Page extract
▬▬▬▬▬▬▬▬▬▬

At the core of finite difference approximation is a discretization of the spacetime, or a numerical grid (shown below). Then, a function f(t,r) is represented by values at a discrete set of points (m,n).

                p in M          <-->     (t,r)      <-->        (m,n)
         (point in a manifold)        (in a chart)        (discretized point)
                                           |                      |
                                           V                      V
                                         f(t,r)                 f(m,n)    

The points (m,n) are called the grid points or nodes. The grid points are chosen to reside at the center of grid cells (the other approach would be to associate the grid points with the vertices of the grid cells). 

The data structure GridPoint contains the set of fields {f,...} that are kept in the memory for the point (m,n). The numerical grid is an array of grid points grid[m][n] where a field f is directly accessible as grid[m][n].f, or using a macro as f(m,n)

The grid consists of the interior points, and the virtual points at the boundary. The virtual points are used to impose the boundary conditions. 

A cell-centered uniform grid with nLen grid points in each grid row is shown below (see also [1], p.192).

         left virtual                grid cell        grid point     right virtual
            point(s)                 .---^---.            |             point(s)

▬▬▬▬▬▬▬▬▬▬

Record set
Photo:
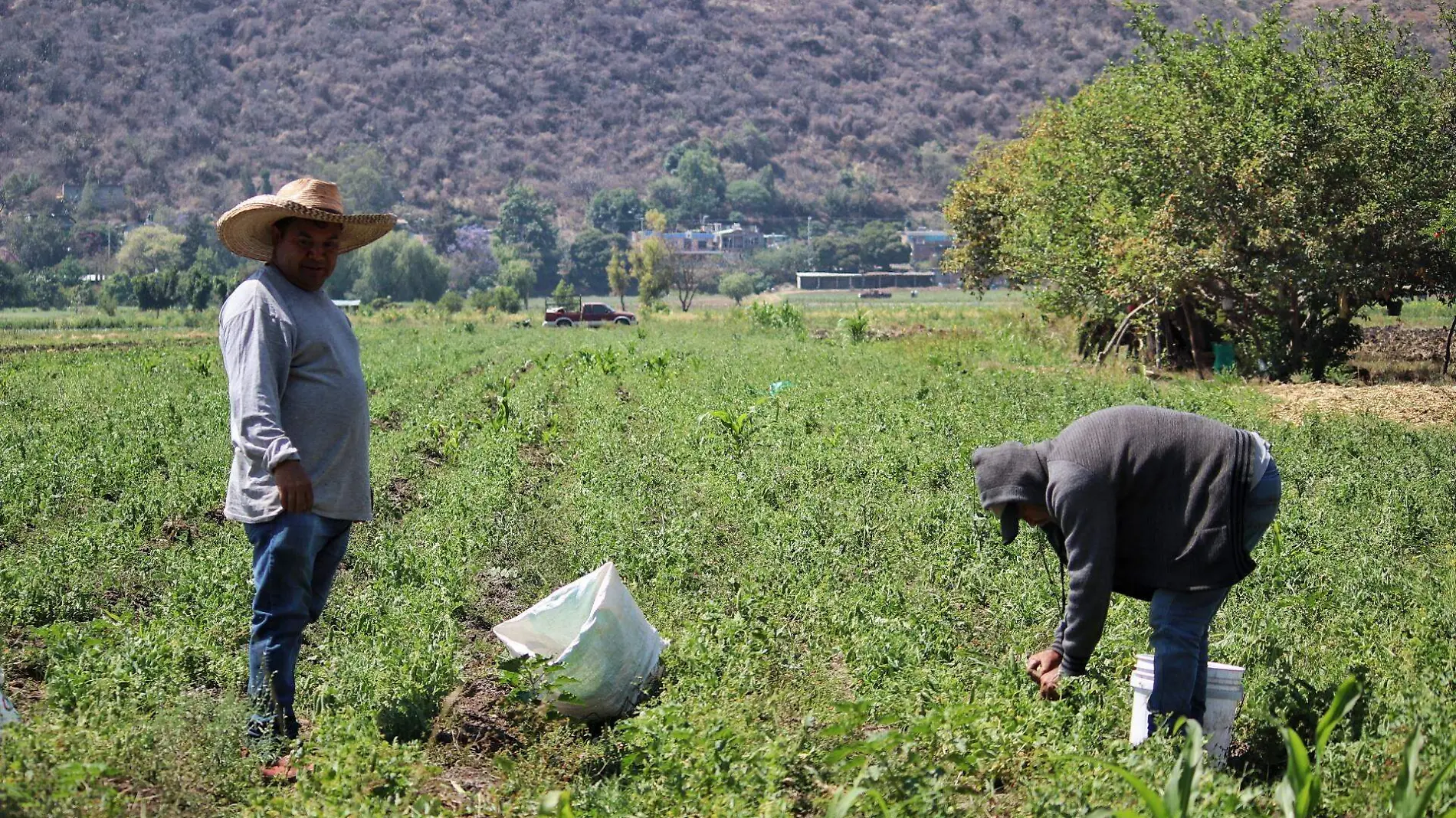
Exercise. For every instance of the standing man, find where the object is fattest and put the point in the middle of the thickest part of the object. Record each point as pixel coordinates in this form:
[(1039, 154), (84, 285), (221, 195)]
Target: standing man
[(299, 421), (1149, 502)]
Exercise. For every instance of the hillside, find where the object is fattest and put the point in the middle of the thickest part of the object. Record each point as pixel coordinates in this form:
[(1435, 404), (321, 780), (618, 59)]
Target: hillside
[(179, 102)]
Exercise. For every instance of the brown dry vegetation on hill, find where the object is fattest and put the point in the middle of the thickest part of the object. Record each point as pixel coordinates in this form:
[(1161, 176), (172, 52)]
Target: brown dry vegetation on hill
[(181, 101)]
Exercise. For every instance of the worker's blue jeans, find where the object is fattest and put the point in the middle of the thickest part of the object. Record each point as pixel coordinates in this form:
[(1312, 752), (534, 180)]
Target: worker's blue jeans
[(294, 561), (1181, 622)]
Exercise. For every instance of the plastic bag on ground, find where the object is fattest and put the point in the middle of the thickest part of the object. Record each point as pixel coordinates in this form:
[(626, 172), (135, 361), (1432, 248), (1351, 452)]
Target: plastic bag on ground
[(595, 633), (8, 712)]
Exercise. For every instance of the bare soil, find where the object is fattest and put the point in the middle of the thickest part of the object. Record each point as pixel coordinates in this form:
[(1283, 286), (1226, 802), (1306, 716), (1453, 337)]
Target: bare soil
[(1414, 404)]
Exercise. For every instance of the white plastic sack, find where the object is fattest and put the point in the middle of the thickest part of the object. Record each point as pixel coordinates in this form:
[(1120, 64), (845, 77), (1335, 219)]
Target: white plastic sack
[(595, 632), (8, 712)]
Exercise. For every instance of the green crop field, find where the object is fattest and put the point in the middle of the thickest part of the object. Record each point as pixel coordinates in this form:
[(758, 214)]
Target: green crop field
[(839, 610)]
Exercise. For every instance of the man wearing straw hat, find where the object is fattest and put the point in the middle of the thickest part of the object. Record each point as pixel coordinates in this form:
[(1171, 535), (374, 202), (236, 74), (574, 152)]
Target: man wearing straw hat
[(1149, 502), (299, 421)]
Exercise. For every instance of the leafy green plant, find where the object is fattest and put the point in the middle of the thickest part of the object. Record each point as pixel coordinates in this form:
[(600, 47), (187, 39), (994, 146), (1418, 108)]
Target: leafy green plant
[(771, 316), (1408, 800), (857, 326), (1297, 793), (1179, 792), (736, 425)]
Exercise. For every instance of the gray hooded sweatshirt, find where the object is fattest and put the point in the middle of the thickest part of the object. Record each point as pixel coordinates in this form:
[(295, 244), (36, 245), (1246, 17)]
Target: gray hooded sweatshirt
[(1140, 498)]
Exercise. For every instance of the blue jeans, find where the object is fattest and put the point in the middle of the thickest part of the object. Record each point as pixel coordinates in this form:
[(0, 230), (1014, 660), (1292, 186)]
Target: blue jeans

▬▬▬▬▬▬▬▬▬▬

Assignment 1
In the text on finite difference grids, what purpose do the virtual points at the boundary serve?
Assignment 2
Continue the text on finite difference grids from the point where it stops.
The records have no connection to the text on finite difference grids.

Your response 1
They are used to impose the boundary conditions.

Your response 2
      .        |               n-1  '    n    '  n+1      |                |
      :   +----|----+-------+-------+---------+-------+---|---+-------+----|----+
     m+1  |    O    |       |       | (m+1,n) |       |   X   |       |    O    |
          +---------+-------+-------.=========.-------+-------+-------+---------+
      m   |         |       |(m,n-1)|  (m,n)  |(m,n+1)|       |       |         |
          +---------+-------+-------'========='-------+-------+-------+---------+
     m-1  |         |       |       |         |       |       |       |         |
      .   +---------'-------+-------+---------+-------+-------+-------'---------+
      :        0    |   1       2      . . .                    nLen  |  nLen+1
                    ^                                                 ^
                   r_min                                            r_max       

The cell-centered uniform grid implies:

     r = r_min + ( n - 1/2 ) delta_r
     delta_r = ( r_max - r_min ) / nLen
  • if nGhost = 1, n ranges between 1 and nLen; the boundary virtual points are grid[m][0] and grid[m][nLen+1]
  • m ranges between 1 and mLen, and wraps around; the slices grid[mLen+1]... are used for intermediate integration steps.

In parallel simulations, the grid is split across processes using MPI, allowing storage of large grid functions and parallel work on each part.